_EXERCISE TASKS_
**a)** Reproduce the Gladstone passage between "Let us now briefly" and "of his party.", inclusive, switching "premiership" to "ministry".
**b)** Pick up the Gladstone passage after its last sentence and carry it forward.

_ARTICLE_

....

Yet Mr. Gladstone carried his honors with dignity and discretion. He was accessible to all who had claims upon his time; he was never rude or insolent; he was gracious and polite to delegations; he was too kind-hearted to snub anybody. No cares of office could keep him from attending public worship; no popular amusements diverted him from his duties; he was feared only as a father is feared. I can conceive that he was sometimes intolerant of human infirmities; that no one dared to obtrude familiarities or make unseemly jokes in his presence; that few felt quite at ease in his company,—oppressed by his bearing, and awed by his prodigious respectability and grave solemnity. Not that he was arrogant and haughty, like a Roman cardinal or an Oxford Don; he was simply dignified and undemonstrative, like a man absorbed with weighty responsibilities. I doubt if he could unbend at the dinner-table like Disraeli and Palmerston, or tell stories like Sydney Smith, or drink too much wine with jolly companions, or forget for a moment the proper and the conventional. I can see him sporting with children, or taking long walks, or cutting down trees for exercise, or given to deep draughts of old October when thirsty; but to see him with a long pipe, or dallying with ladies, or giving vent to unseemly expletives, or retailing scandals,—these and other disreputable follies are utterly inconceivable of Mr. Gladstone. A very serious man may be an object of veneration; but he is a constant rebuke to the weaknesses of our common humanity,—a wet blanket upon frivolous festivities.
Let us now briefly glance at the work done by Gladstone during the five years when in his first premiership he directed the public affairs of England,—impatient of opposition, and sensitive to unjust aspersions, yet too powerful to be resisted in the supreme confidence of his party.

....

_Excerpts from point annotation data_
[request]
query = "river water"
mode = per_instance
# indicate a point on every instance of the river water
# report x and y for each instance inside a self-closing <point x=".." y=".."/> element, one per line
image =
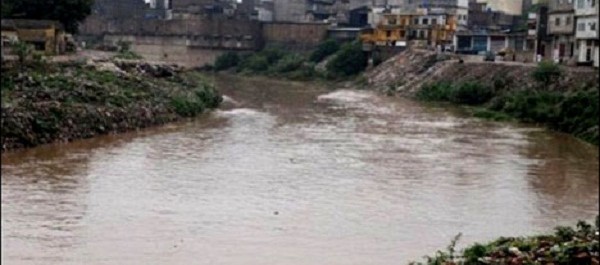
<point x="290" y="173"/>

....

_ANSWERS_
**a)**
Let us now briefly glance at the work done by Gladstone during the five years when in his first ministry he directed the public affairs of England,—impatient of opposition, and sensitive to unjust aspersions, yet too powerful to be resisted in the supreme confidence of his party.

**b)**
The first thing of note he did was to complete the disestablishment of the Irish Church,—an arduous task to any one lacking Mr. Gladstone's extraordinary influence. Here he was at war with his former friends, and with a large section of the Conservative party,—especially with ecclesiastical dignitaries, who saw in this measure hostility to the Church as well as a national sin. It was a dissolution of the union between the Churches of England and Ireland; a divestment of the temporalities which the Irish clergy had enjoyed; the abolition of all ecclesiastical corporations and laws and courts in Ireland,—in short, the sweeping away of the annuities which the beneficed clergy had hitherto received out of the property of the Established Church, which annuities were of the nature of freeholds. It was not proposed to deprive the clergy of their income, so long as they discharged their clerical duties; but that the title to their tithes should be vested in commissioners, so that these church freeholds could not be bought and sold by non-residents, and churches in decadence should be taken from incumbents. The peerage rights of Irish bishops were also taken away. It was not proposed to touch private endowments; and glebe-houses which had become generally dilapidated were handed over to incumbents by their paying a fair valuation. Not only did the measure sweep away the abuses of the Establishment which had existed for centuries,—such as endowments held by those who performed no duties, which they could dispose of like other property,—but the regium donum given to Presbyterian ministers and the Maynooth Catholic College grant, which together amounted to L70,000, were also withdrawn, although compensated on the same principles as those which granted a settled stipend to the actual incumbents of the disestablished churches.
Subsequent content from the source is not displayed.